EXTRACT PROVIDED
[Start of Attachment]
The UK government has recently issued a further set of rules aiming to assist companies to help adjust to the consequences of the coronavirus COVID 19. These include:
a) Introduction of a legal framework to allow businesses to hold their Annual General Meetings (AGMs) in accordance with current limitations on movements and meetings issued by the Health Protection (Coronavirus, Restrictions) (England) Regulations 2020 in England, as well as the Health Protection (Coronavirus Restrictions) (Wales) Regulations 2020 in Wales;
b) alterations to the UK’s insolvency legislation; and
c) temporary suspension of wrongful trading for the directors of the company.
According to the government the new legal framework will be addressed to those companies that under the current legislation are required to hold AGMs (ie public limited companies) and will ensure that those AGMs will be held safely and consistently with the current restrictions in movement and gathering adopted in light of COVID-19.
Additionally, the new legislation will give room to companies who have not yet sent their notice, to postpone their AGMs outside the 6 months period from their current year end and for those companies who have already served their notice to hold their AGMs online.
UK Insolvency framework
The government aims to alter insolvency legislation to enable businesses to keep trading and at the same time being in a position to investigate alternative ways of survival. Therefore, new restructuring options will be added to the current UK Insolvency regime such as:
– a moratorium for companies to give them breathing space from creditors enforcing their debts for a period of time while they seek a rescue or restructure process;
– protection of essential supplies such as energy, raw materials, broadband while attempting to rescue; and
– a new restructuring plan, that will be binding on creditors.
The measures will build on potential reforms previously announced in August 2018 and the author understands that the government will be fast tracking the earlier proposal amid the current pandemic. The intention of the government is to include key safeguards for creditors and suppliers to ensure that they are paid.
There will be a temporary suspension of wrongful trading provisions for company directors to remove the threat of personal liability during the crisis, applied retrospectively from 1 March 2020. The current wrongful trading rules have been of particular concern to directors in recent weeks, given the risk of personal liability for directors if they fail to take every step to minimise potential losses to creditors once there is no reasonable prospect of avoiding an insolvent liquidation/administration, which may push directors to file the company for insolvency proceedings prematurely.
Existing laws for fraudulent trading and the threat of director disqualification will remain in force as a deterrent against director misconduct.
Additional UK Actions
The above actions follow a series of measures adopted by the government to curb the economic effects of the pandemic to the UK companies which include among others:
• a three-month extension period for filing accounts. Even though companies need to apply for extension as usual, those citing COVID-19 as the reason for extension will be granted immediately and automatically granted an extension. Companies House reports that more that 10,000 companies have already successfully applied for an extension;
• job retention scheme that allows businesses to furlough employees who cannot work due to COVID-19 with businesses being able to claim 80% of their employees’ wages from the government, up to a maximum of £2,500 per person, per month before tax;
• a 12-month business rates holiday for all retail, hospitality, leisure and nursery businesses in England;
• the Covid Corporate Financing Facility, a new lending facility from the Bank of England to help support liquidity among larger firms, provided they had a short or long-term rating of investment grade (or equivalent) as at 1 March 2020; and
• the option to defer VAT payments due between 20 March and 30 June 2020, until 31 March 2021.
[End of Attachment]
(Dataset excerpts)
[Start of Attachment]
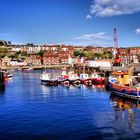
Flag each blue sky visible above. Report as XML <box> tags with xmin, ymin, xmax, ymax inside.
<box><xmin>0</xmin><ymin>0</ymin><xmax>140</xmax><ymax>47</ymax></box>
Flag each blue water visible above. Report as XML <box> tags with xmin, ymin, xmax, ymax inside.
<box><xmin>0</xmin><ymin>71</ymin><xmax>140</xmax><ymax>140</ymax></box>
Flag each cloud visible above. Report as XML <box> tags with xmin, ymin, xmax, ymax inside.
<box><xmin>59</xmin><ymin>32</ymin><xmax>113</xmax><ymax>47</ymax></box>
<box><xmin>90</xmin><ymin>0</ymin><xmax>140</xmax><ymax>17</ymax></box>
<box><xmin>135</xmin><ymin>28</ymin><xmax>140</xmax><ymax>35</ymax></box>
<box><xmin>74</xmin><ymin>32</ymin><xmax>111</xmax><ymax>40</ymax></box>
<box><xmin>86</xmin><ymin>15</ymin><xmax>92</xmax><ymax>19</ymax></box>
<box><xmin>59</xmin><ymin>40</ymin><xmax>112</xmax><ymax>47</ymax></box>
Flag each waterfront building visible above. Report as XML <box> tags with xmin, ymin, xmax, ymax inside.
<box><xmin>2</xmin><ymin>55</ymin><xmax>11</xmax><ymax>66</ymax></box>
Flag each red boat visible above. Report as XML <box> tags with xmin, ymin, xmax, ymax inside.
<box><xmin>80</xmin><ymin>74</ymin><xmax>92</xmax><ymax>85</ymax></box>
<box><xmin>91</xmin><ymin>73</ymin><xmax>105</xmax><ymax>85</ymax></box>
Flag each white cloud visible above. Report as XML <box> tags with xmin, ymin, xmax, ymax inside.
<box><xmin>86</xmin><ymin>15</ymin><xmax>92</xmax><ymax>19</ymax></box>
<box><xmin>59</xmin><ymin>40</ymin><xmax>113</xmax><ymax>47</ymax></box>
<box><xmin>135</xmin><ymin>28</ymin><xmax>140</xmax><ymax>35</ymax></box>
<box><xmin>60</xmin><ymin>32</ymin><xmax>113</xmax><ymax>46</ymax></box>
<box><xmin>90</xmin><ymin>0</ymin><xmax>140</xmax><ymax>17</ymax></box>
<box><xmin>74</xmin><ymin>32</ymin><xmax>111</xmax><ymax>40</ymax></box>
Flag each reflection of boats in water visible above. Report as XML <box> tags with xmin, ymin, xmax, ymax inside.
<box><xmin>109</xmin><ymin>70</ymin><xmax>140</xmax><ymax>99</ymax></box>
<box><xmin>110</xmin><ymin>93</ymin><xmax>140</xmax><ymax>129</ymax></box>
<box><xmin>40</xmin><ymin>72</ymin><xmax>58</xmax><ymax>85</ymax></box>
<box><xmin>110</xmin><ymin>93</ymin><xmax>140</xmax><ymax>110</ymax></box>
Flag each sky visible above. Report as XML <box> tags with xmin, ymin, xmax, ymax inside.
<box><xmin>0</xmin><ymin>0</ymin><xmax>140</xmax><ymax>47</ymax></box>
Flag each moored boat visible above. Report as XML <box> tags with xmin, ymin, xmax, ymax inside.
<box><xmin>4</xmin><ymin>72</ymin><xmax>13</xmax><ymax>79</ymax></box>
<box><xmin>40</xmin><ymin>72</ymin><xmax>58</xmax><ymax>85</ymax></box>
<box><xmin>109</xmin><ymin>71</ymin><xmax>140</xmax><ymax>99</ymax></box>
<box><xmin>68</xmin><ymin>73</ymin><xmax>81</xmax><ymax>84</ymax></box>
<box><xmin>80</xmin><ymin>74</ymin><xmax>92</xmax><ymax>85</ymax></box>
<box><xmin>91</xmin><ymin>73</ymin><xmax>105</xmax><ymax>85</ymax></box>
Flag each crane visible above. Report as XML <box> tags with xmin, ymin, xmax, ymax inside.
<box><xmin>113</xmin><ymin>28</ymin><xmax>121</xmax><ymax>66</ymax></box>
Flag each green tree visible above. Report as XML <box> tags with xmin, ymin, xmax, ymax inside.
<box><xmin>37</xmin><ymin>50</ymin><xmax>45</xmax><ymax>57</ymax></box>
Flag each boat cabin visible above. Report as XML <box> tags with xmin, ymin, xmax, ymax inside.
<box><xmin>112</xmin><ymin>71</ymin><xmax>132</xmax><ymax>86</ymax></box>
<box><xmin>80</xmin><ymin>74</ymin><xmax>89</xmax><ymax>79</ymax></box>
<box><xmin>68</xmin><ymin>73</ymin><xmax>79</xmax><ymax>80</ymax></box>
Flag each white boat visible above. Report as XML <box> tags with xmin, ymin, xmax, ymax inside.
<box><xmin>68</xmin><ymin>73</ymin><xmax>81</xmax><ymax>84</ymax></box>
<box><xmin>91</xmin><ymin>73</ymin><xmax>105</xmax><ymax>84</ymax></box>
<box><xmin>40</xmin><ymin>72</ymin><xmax>58</xmax><ymax>85</ymax></box>
<box><xmin>80</xmin><ymin>73</ymin><xmax>92</xmax><ymax>85</ymax></box>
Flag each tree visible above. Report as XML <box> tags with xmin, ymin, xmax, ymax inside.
<box><xmin>74</xmin><ymin>50</ymin><xmax>80</xmax><ymax>57</ymax></box>
<box><xmin>37</xmin><ymin>50</ymin><xmax>45</xmax><ymax>57</ymax></box>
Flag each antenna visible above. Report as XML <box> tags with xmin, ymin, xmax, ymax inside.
<box><xmin>114</xmin><ymin>28</ymin><xmax>118</xmax><ymax>58</ymax></box>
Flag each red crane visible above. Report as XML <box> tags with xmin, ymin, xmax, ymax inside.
<box><xmin>114</xmin><ymin>28</ymin><xmax>121</xmax><ymax>66</ymax></box>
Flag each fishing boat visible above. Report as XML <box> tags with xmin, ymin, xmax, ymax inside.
<box><xmin>91</xmin><ymin>72</ymin><xmax>105</xmax><ymax>85</ymax></box>
<box><xmin>109</xmin><ymin>71</ymin><xmax>140</xmax><ymax>99</ymax></box>
<box><xmin>56</xmin><ymin>75</ymin><xmax>69</xmax><ymax>85</ymax></box>
<box><xmin>40</xmin><ymin>72</ymin><xmax>58</xmax><ymax>85</ymax></box>
<box><xmin>80</xmin><ymin>74</ymin><xmax>92</xmax><ymax>85</ymax></box>
<box><xmin>68</xmin><ymin>73</ymin><xmax>81</xmax><ymax>84</ymax></box>
<box><xmin>4</xmin><ymin>72</ymin><xmax>13</xmax><ymax>79</ymax></box>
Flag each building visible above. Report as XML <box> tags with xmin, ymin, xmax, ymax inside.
<box><xmin>2</xmin><ymin>55</ymin><xmax>11</xmax><ymax>66</ymax></box>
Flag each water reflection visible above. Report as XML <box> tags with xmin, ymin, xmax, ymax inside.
<box><xmin>0</xmin><ymin>85</ymin><xmax>5</xmax><ymax>95</ymax></box>
<box><xmin>110</xmin><ymin>94</ymin><xmax>140</xmax><ymax>129</ymax></box>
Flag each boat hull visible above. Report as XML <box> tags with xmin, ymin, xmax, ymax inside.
<box><xmin>92</xmin><ymin>78</ymin><xmax>105</xmax><ymax>85</ymax></box>
<box><xmin>111</xmin><ymin>90</ymin><xmax>140</xmax><ymax>100</ymax></box>
<box><xmin>80</xmin><ymin>79</ymin><xmax>92</xmax><ymax>85</ymax></box>
<box><xmin>41</xmin><ymin>79</ymin><xmax>58</xmax><ymax>86</ymax></box>
<box><xmin>68</xmin><ymin>79</ymin><xmax>81</xmax><ymax>84</ymax></box>
<box><xmin>109</xmin><ymin>83</ymin><xmax>140</xmax><ymax>99</ymax></box>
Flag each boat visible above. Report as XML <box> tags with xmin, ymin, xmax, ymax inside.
<box><xmin>56</xmin><ymin>75</ymin><xmax>69</xmax><ymax>85</ymax></box>
<box><xmin>80</xmin><ymin>74</ymin><xmax>92</xmax><ymax>85</ymax></box>
<box><xmin>40</xmin><ymin>72</ymin><xmax>58</xmax><ymax>85</ymax></box>
<box><xmin>65</xmin><ymin>73</ymin><xmax>81</xmax><ymax>84</ymax></box>
<box><xmin>109</xmin><ymin>70</ymin><xmax>140</xmax><ymax>99</ymax></box>
<box><xmin>4</xmin><ymin>72</ymin><xmax>13</xmax><ymax>79</ymax></box>
<box><xmin>91</xmin><ymin>72</ymin><xmax>105</xmax><ymax>85</ymax></box>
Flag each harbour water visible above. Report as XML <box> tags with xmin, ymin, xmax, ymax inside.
<box><xmin>0</xmin><ymin>71</ymin><xmax>140</xmax><ymax>140</ymax></box>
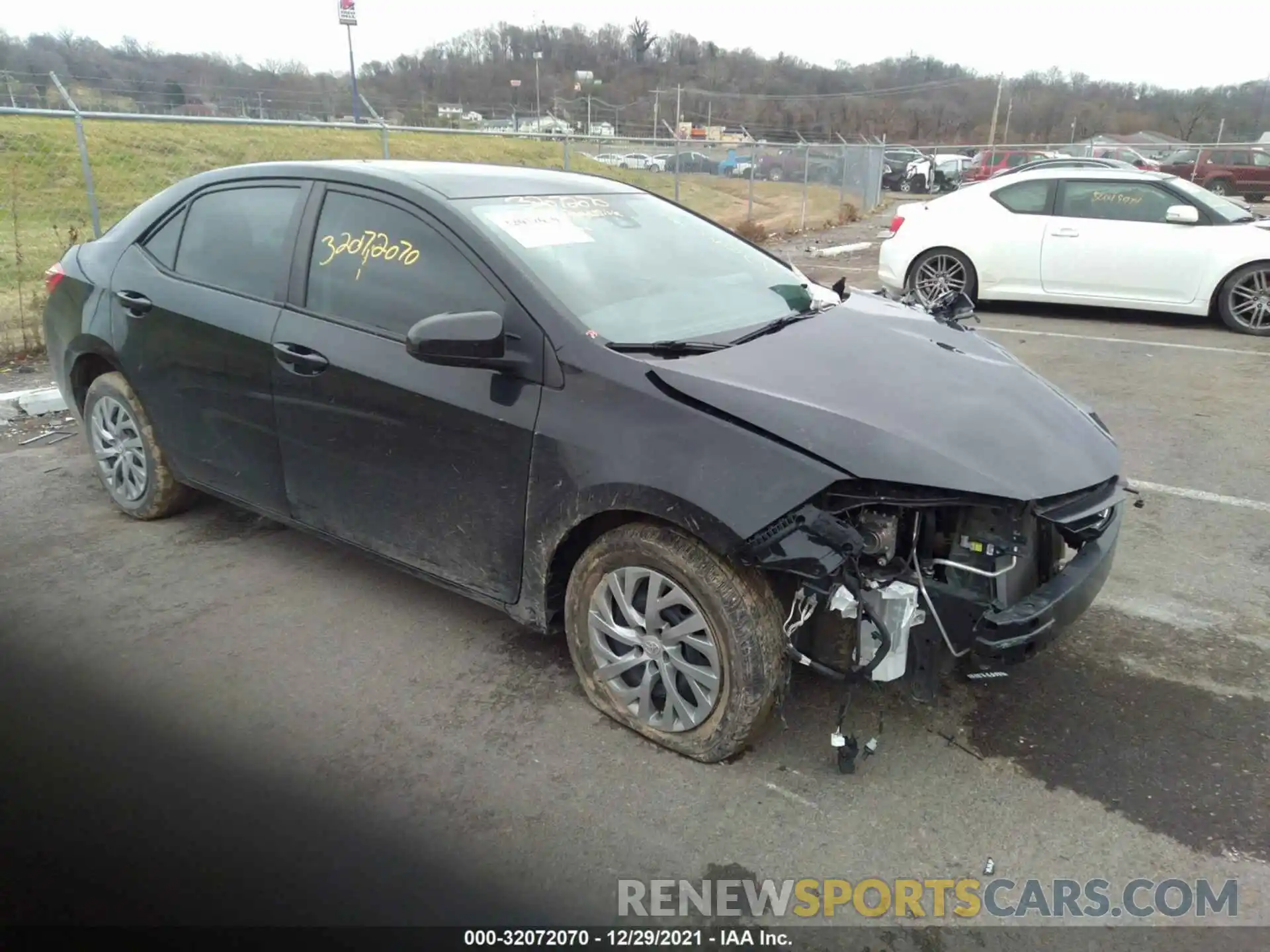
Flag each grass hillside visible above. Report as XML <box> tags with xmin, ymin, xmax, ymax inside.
<box><xmin>0</xmin><ymin>116</ymin><xmax>858</xmax><ymax>354</ymax></box>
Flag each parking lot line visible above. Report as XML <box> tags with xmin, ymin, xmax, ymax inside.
<box><xmin>978</xmin><ymin>327</ymin><xmax>1270</xmax><ymax>358</ymax></box>
<box><xmin>1129</xmin><ymin>480</ymin><xmax>1270</xmax><ymax>513</ymax></box>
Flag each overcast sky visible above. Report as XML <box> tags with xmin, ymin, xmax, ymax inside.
<box><xmin>10</xmin><ymin>0</ymin><xmax>1270</xmax><ymax>87</ymax></box>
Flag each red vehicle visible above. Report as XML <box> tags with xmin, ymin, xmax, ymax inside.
<box><xmin>961</xmin><ymin>149</ymin><xmax>1050</xmax><ymax>184</ymax></box>
<box><xmin>1160</xmin><ymin>146</ymin><xmax>1270</xmax><ymax>202</ymax></box>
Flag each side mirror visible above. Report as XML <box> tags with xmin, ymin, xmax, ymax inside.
<box><xmin>1165</xmin><ymin>204</ymin><xmax>1199</xmax><ymax>225</ymax></box>
<box><xmin>405</xmin><ymin>311</ymin><xmax>523</xmax><ymax>371</ymax></box>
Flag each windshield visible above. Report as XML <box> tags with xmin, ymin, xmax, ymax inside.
<box><xmin>454</xmin><ymin>194</ymin><xmax>812</xmax><ymax>342</ymax></box>
<box><xmin>1168</xmin><ymin>179</ymin><xmax>1256</xmax><ymax>223</ymax></box>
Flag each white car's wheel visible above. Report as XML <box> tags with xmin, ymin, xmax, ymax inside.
<box><xmin>906</xmin><ymin>247</ymin><xmax>978</xmax><ymax>307</ymax></box>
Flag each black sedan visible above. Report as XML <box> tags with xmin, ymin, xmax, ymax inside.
<box><xmin>44</xmin><ymin>161</ymin><xmax>1124</xmax><ymax>762</ymax></box>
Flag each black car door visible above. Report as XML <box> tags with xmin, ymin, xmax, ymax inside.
<box><xmin>110</xmin><ymin>180</ymin><xmax>311</xmax><ymax>514</ymax></box>
<box><xmin>273</xmin><ymin>184</ymin><xmax>545</xmax><ymax>602</ymax></box>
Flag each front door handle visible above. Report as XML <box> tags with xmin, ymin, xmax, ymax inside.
<box><xmin>114</xmin><ymin>291</ymin><xmax>153</xmax><ymax>317</ymax></box>
<box><xmin>273</xmin><ymin>342</ymin><xmax>330</xmax><ymax>377</ymax></box>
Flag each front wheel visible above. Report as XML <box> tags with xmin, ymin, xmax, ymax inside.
<box><xmin>84</xmin><ymin>373</ymin><xmax>197</xmax><ymax>519</ymax></box>
<box><xmin>907</xmin><ymin>247</ymin><xmax>978</xmax><ymax>307</ymax></box>
<box><xmin>565</xmin><ymin>523</ymin><xmax>785</xmax><ymax>763</ymax></box>
<box><xmin>1216</xmin><ymin>262</ymin><xmax>1270</xmax><ymax>338</ymax></box>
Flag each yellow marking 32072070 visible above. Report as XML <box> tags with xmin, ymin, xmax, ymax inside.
<box><xmin>318</xmin><ymin>229</ymin><xmax>419</xmax><ymax>280</ymax></box>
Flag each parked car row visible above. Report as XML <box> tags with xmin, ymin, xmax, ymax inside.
<box><xmin>878</xmin><ymin>166</ymin><xmax>1270</xmax><ymax>337</ymax></box>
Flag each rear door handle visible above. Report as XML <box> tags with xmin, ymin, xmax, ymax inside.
<box><xmin>114</xmin><ymin>291</ymin><xmax>153</xmax><ymax>317</ymax></box>
<box><xmin>273</xmin><ymin>342</ymin><xmax>330</xmax><ymax>377</ymax></box>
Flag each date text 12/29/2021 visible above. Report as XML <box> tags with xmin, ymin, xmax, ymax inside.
<box><xmin>462</xmin><ymin>928</ymin><xmax>794</xmax><ymax>949</ymax></box>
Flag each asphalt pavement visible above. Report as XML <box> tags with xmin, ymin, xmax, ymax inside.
<box><xmin>0</xmin><ymin>216</ymin><xmax>1270</xmax><ymax>948</ymax></box>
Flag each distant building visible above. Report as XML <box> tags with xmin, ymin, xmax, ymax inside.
<box><xmin>171</xmin><ymin>102</ymin><xmax>217</xmax><ymax>116</ymax></box>
<box><xmin>1064</xmin><ymin>130</ymin><xmax>1186</xmax><ymax>159</ymax></box>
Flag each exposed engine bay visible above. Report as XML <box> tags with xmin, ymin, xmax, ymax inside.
<box><xmin>738</xmin><ymin>479</ymin><xmax>1133</xmax><ymax>772</ymax></box>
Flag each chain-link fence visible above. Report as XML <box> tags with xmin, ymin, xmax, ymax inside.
<box><xmin>0</xmin><ymin>89</ymin><xmax>881</xmax><ymax>353</ymax></box>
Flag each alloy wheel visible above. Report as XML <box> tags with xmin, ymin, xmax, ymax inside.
<box><xmin>587</xmin><ymin>566</ymin><xmax>722</xmax><ymax>733</ymax></box>
<box><xmin>1227</xmin><ymin>268</ymin><xmax>1270</xmax><ymax>330</ymax></box>
<box><xmin>913</xmin><ymin>254</ymin><xmax>966</xmax><ymax>306</ymax></box>
<box><xmin>89</xmin><ymin>396</ymin><xmax>149</xmax><ymax>502</ymax></box>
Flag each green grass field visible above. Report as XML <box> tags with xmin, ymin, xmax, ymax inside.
<box><xmin>0</xmin><ymin>116</ymin><xmax>858</xmax><ymax>356</ymax></box>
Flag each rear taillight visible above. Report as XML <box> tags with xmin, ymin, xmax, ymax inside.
<box><xmin>44</xmin><ymin>262</ymin><xmax>66</xmax><ymax>294</ymax></box>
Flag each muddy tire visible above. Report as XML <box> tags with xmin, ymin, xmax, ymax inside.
<box><xmin>84</xmin><ymin>373</ymin><xmax>198</xmax><ymax>519</ymax></box>
<box><xmin>565</xmin><ymin>523</ymin><xmax>785</xmax><ymax>763</ymax></box>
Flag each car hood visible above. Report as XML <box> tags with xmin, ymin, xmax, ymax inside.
<box><xmin>650</xmin><ymin>292</ymin><xmax>1120</xmax><ymax>500</ymax></box>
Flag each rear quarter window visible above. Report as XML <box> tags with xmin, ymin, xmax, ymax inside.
<box><xmin>171</xmin><ymin>185</ymin><xmax>300</xmax><ymax>301</ymax></box>
<box><xmin>992</xmin><ymin>180</ymin><xmax>1054</xmax><ymax>214</ymax></box>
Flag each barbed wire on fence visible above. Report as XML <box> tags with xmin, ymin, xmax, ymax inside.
<box><xmin>0</xmin><ymin>97</ymin><xmax>881</xmax><ymax>353</ymax></box>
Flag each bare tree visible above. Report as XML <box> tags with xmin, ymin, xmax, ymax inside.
<box><xmin>626</xmin><ymin>17</ymin><xmax>657</xmax><ymax>63</ymax></box>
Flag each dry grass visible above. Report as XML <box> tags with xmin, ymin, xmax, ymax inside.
<box><xmin>0</xmin><ymin>117</ymin><xmax>863</xmax><ymax>354</ymax></box>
[End of Attachment]
PARTS OF THE EXERCISE
• 1. Answer these questions using the text on UK COVID-19 measures for companies:
(a) From what date is the suspension of wrongful trading provisions applied retrospectively?
(b) Under the job retention scheme, what is the maximum a business can claim per person per month?
(c) Until what date can VAT payments due between 20 March and 30 June 2020 be deferred?
• 2. List every measure that the text on UK COVID-19 measures for companies names under "Additional UK Actions."
The records were taken from a different source than the text.

PROBLEM SOLUTIONS
• 1.
(a) 1 March 2020
(b) £2,500 per person, per month, before tax
(c) 31 March 2021

• 2.
- A three-month extension period for filing accounts
- A job retention scheme that lets businesses furlough employees and claim 80% of their wages from the government
- A 12-month business rates holiday for all retail, hospitality, leisure and nursery businesses in England
- The Covid Corporate Financing Facility, a new lending facility from the Bank of England
- The option to defer VAT payments due between 20 March and 30 June 2020 until 31 March 2021